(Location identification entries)

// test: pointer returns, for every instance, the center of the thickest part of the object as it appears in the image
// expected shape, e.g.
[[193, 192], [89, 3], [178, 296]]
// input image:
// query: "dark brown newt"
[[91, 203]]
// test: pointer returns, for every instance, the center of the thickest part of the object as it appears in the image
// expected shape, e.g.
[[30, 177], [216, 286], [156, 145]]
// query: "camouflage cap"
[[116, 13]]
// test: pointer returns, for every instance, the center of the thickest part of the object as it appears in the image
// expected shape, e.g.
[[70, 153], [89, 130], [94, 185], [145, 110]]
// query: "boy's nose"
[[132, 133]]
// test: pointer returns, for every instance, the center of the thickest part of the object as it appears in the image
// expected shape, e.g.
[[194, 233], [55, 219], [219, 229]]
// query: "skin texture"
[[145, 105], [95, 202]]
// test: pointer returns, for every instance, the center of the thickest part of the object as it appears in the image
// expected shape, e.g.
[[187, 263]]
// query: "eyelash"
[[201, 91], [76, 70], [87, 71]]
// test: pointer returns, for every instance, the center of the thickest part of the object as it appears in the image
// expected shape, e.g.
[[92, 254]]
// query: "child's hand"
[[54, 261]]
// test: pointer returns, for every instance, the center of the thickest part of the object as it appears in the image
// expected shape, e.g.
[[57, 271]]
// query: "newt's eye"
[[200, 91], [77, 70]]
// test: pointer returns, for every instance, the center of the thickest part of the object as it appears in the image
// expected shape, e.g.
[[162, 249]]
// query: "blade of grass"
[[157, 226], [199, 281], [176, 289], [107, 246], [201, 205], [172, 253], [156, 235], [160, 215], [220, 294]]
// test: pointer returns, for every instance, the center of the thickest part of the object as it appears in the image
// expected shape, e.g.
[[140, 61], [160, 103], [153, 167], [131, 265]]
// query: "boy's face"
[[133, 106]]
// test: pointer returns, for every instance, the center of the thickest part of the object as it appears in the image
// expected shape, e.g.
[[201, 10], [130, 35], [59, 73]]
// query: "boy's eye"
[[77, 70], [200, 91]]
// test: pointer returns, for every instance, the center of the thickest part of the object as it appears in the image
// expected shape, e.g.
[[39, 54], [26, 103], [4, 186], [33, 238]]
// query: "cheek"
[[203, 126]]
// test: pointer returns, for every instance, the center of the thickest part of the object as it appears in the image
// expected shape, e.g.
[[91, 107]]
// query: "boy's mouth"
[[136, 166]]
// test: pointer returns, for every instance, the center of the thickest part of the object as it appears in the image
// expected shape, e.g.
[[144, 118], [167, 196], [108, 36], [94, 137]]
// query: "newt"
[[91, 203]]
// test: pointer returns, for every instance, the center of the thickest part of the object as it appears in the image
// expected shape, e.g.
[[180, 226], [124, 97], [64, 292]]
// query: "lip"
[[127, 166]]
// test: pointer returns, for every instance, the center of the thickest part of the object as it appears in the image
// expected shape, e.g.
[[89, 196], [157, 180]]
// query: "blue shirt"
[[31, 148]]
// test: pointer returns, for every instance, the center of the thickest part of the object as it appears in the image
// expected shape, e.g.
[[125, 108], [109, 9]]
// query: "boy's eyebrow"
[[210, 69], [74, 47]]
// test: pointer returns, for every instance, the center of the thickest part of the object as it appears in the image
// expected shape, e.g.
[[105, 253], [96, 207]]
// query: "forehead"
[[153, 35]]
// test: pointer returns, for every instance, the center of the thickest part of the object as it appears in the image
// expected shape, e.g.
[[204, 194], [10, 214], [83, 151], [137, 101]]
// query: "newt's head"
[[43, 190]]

* * *

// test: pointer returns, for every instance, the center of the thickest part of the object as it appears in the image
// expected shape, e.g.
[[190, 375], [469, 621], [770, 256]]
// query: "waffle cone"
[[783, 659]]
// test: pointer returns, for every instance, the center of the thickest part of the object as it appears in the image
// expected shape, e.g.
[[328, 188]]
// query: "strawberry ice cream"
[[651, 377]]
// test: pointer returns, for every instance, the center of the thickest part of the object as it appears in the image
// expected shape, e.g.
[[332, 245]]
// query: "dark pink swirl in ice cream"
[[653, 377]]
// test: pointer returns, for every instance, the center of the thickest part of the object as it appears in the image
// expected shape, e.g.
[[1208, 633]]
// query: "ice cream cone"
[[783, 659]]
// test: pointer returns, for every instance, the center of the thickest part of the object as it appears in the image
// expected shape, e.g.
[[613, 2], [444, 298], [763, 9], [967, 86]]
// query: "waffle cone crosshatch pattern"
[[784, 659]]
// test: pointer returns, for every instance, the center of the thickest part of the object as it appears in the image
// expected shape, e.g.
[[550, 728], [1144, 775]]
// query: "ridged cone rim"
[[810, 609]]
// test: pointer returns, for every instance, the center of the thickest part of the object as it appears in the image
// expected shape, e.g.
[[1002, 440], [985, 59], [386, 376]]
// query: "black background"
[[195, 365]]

[What you have to do]
List each line of the material above that contains the string "waffle".

[Answer to this problem]
// query: "waffle cone"
// query: "waffle cone crosshatch pattern"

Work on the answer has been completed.